## Extrait choisi
* * * *
L'image de l'homme coincé, bloqué par l'engrenage, mis dans l'impossibilité de faire un choix, est récurrente dans l'œuvre, et crée une véritable chaîne de complicité qui fait participer tout le monde au maintien de l'injustice. Les petits fermiers sont obligés de baisser leurs prix, les migrants sont contraints d'accepter des salaires de misère, car ils sont beaucoup trop nombreux par rapport au nombre de places disponibles, et le fait qu'ils acceptent de travailler dans ces conditions contribue à renforcer leur exploitation. Tout repose sur l'impossibilité d'identifier un responsable, sur le fait que la réparation, la vengeance même sont inaccessibles. Au chapitre V, un métayer demande au conducteur de tracteur : « Qui pouvons-nous tuer ? », et celui-ci lui répond : « Peut-être bien qu'il n'y a personne à tuer. Il ne s'agit peut-être pas d'hommes » (p. 57-58).

Le piège est refermé : il semble impossible d'en sortir.

Cependant, si l'ordre injuste est présenté comme une fatalité, il n'est pas pour autant naturel, au contraire. Les banques sont un élément extérieur, perturbateur, et profitent de la sécheresse pour lancer les expropriations. L'injustice créée par l'homme n'est pas de même nature que les phénomènes naturels, et tout au long du roman elle est présentée comme fondamentalement contre-nature : le capitalisme financier et industriel apparaît comme un ordre mécanique, radicalement opposé à l'équilibre organique, au rapport à la terre qui est au cœur de l'éthique des migrants. « C'est pas comme le tonnerre ou les tremblements de terre. Y a là quelque chose de mauvais qu'a été fait par les hommes et faudra bien que ça change, nom de Dieu ! » (p. 58).

3. Un système contre-nature

Dans Les Raisins de la colère, l'injustice va de pair avec la déshumanisation. Les migrants font face à un système qui ne les considère pas comme des individus, mais comme du bétail, mené par des hommes transformés en machines. Le thème de la stérilité est omniprésent dans l'œuvre, à travers les images de la terre aride, desséchée par les vents, et de la terre en friche, laissée vacante par les riches propriétaires californiens ; les hommes aussi sont stériles, et les naissances sont sans cesse associées à la mort (l'enfant de Milly Jacobs est dévoré par un cochon, p. 61 ; celui de Rose de Saron est mort-né, p. 624).

La présentation allégorique de ce système contre-nature a lieu au chapitre V. Les tracteurs, êtres parasites (en anglais bugs), tracent leur route sans se soucier de ce qu'ils détruisent : « Ils ne roulaient pas sur le sol, mais sur leur chemin à eux. Ils ignoraient les côtes et les ravins, les cours d'eau, les haies, les maisons » (p. 53). Les hommes qui les conduisent se transforment eux aussi en machines (« il faisait partie du monstre, un robot sur son siège », p. 53), et violent la terre sans regrets car ils ne la connaissent pas (« La terre accouchait avec les fers et mourait peu à peu sous le fer », p. 54). Cette image forte d'une terre défigurée est récurrente dans le film de John Ford, où l'on voit, à intervalles réguliers, la trace des tracteurs imprimée comme une cicatrice sur le sol poudreux de l'Oklahoma (voir l'encadré « Les Raisins de la colère  : un roman, un film, une chanson », p. 140).
* * * *
## Énoncé 1
Répondez à ces questions d'après l'extrait sur Les Raisins de la colère :
(a) Au chapitre V, quelle question le métayer pose-t-il au conducteur de tracteur ?
(b) De quel phénomène les banques profitent-elles pour lancer les expropriations ?
(c) Par quel mot anglais les tracteurs, êtres parasites, sont-ils désignés ?
## Énoncé 2
Poursuivez l'analyse des Raisins de la colère à partir de la dernière phrase de l'extrait choisi.

## Données fournies
* * * *
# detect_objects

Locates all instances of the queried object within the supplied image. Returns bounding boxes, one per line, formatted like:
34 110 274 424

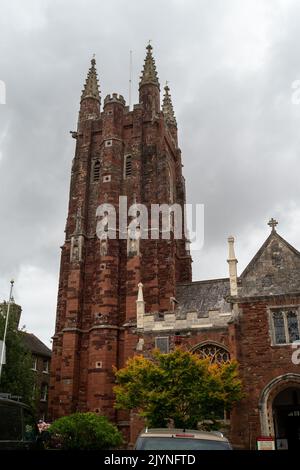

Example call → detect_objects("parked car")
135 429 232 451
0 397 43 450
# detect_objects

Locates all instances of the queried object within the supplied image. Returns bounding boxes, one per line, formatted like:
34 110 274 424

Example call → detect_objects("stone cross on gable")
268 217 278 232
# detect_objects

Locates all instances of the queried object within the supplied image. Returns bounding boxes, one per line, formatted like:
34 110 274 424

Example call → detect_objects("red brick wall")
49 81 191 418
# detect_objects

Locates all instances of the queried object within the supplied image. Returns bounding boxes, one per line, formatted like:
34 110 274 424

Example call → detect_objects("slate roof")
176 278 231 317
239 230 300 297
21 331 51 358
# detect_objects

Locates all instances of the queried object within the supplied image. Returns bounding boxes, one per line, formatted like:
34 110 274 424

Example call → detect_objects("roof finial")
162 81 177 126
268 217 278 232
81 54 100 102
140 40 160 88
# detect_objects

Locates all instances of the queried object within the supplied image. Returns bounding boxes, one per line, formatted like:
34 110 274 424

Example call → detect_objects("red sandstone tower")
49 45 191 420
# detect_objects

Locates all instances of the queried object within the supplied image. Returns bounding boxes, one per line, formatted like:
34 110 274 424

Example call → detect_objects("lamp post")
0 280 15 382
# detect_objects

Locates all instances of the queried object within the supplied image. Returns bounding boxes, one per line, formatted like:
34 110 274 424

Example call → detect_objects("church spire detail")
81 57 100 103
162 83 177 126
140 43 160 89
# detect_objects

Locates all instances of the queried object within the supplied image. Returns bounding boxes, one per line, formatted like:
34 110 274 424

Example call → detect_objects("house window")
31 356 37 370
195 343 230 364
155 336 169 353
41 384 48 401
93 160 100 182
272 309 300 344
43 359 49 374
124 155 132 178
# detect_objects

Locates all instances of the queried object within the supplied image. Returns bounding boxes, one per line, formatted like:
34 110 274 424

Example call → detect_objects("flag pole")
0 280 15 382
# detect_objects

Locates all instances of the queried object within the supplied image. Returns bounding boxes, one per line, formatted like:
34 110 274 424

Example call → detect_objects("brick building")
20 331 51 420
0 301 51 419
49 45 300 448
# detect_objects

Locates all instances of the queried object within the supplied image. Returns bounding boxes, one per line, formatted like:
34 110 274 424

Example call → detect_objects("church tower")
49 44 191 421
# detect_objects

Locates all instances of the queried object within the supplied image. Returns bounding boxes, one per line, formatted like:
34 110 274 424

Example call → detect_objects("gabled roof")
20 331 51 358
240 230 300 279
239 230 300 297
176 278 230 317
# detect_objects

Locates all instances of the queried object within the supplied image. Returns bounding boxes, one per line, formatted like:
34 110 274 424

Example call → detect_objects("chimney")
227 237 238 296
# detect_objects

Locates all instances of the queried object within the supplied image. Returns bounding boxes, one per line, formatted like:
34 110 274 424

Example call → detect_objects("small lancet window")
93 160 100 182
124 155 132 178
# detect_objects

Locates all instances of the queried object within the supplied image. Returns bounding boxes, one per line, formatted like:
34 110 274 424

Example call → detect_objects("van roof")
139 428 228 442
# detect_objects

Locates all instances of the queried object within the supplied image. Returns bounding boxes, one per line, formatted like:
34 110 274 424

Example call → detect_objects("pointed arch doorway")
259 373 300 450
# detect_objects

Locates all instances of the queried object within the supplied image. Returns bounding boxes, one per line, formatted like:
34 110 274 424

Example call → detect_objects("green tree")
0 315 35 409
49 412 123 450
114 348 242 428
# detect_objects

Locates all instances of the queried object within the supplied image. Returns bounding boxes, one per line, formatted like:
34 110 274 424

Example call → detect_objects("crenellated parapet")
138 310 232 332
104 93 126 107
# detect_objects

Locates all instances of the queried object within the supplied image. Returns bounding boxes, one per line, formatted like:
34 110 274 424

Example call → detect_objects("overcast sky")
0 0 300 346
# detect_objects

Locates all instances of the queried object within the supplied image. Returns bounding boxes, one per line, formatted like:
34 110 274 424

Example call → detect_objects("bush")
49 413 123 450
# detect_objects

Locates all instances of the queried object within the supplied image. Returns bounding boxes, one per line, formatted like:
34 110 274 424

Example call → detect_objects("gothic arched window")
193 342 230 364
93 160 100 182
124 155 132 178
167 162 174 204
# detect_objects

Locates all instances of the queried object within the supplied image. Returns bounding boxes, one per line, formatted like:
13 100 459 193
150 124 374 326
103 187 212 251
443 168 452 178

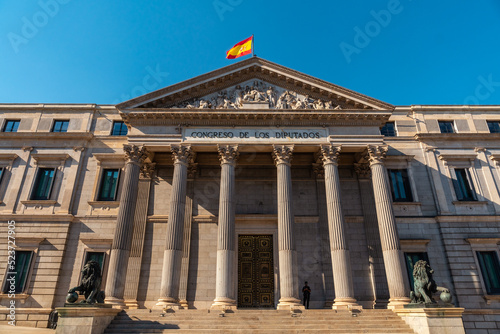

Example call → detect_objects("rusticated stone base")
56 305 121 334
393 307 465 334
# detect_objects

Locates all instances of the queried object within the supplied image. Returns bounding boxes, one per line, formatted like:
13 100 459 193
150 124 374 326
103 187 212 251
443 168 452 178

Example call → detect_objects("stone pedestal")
* * * *
## Corrigé 1
(a) « Qui pouvons-nous tuer ? »
(b) De la sécheresse.
(c) Bugs.

## Corrigé 2
La terre est indissolublement liée à l'homme, en tant qu'être de chair et de sang, cet homme pour lequel les banques et leurs séides n'ont aucun respect. À plusieurs reprises dans le texte est évoqué le lien entre la terre et le sang, notamment lorsque Muley parle de la mort de son père, éventré par un taureau : « son sang est encore sur cette terre. Il doit y être. Personne ne l'a jamais lavé. Et j'ai posé ma main sur le sol là où que le sang de mon père s'y est mêlé » (p. 74). La communion entre l'homme et la terre est le fondement de la solidarité humaine, cette solidarité que détruit l'avènement de l'homme-machine.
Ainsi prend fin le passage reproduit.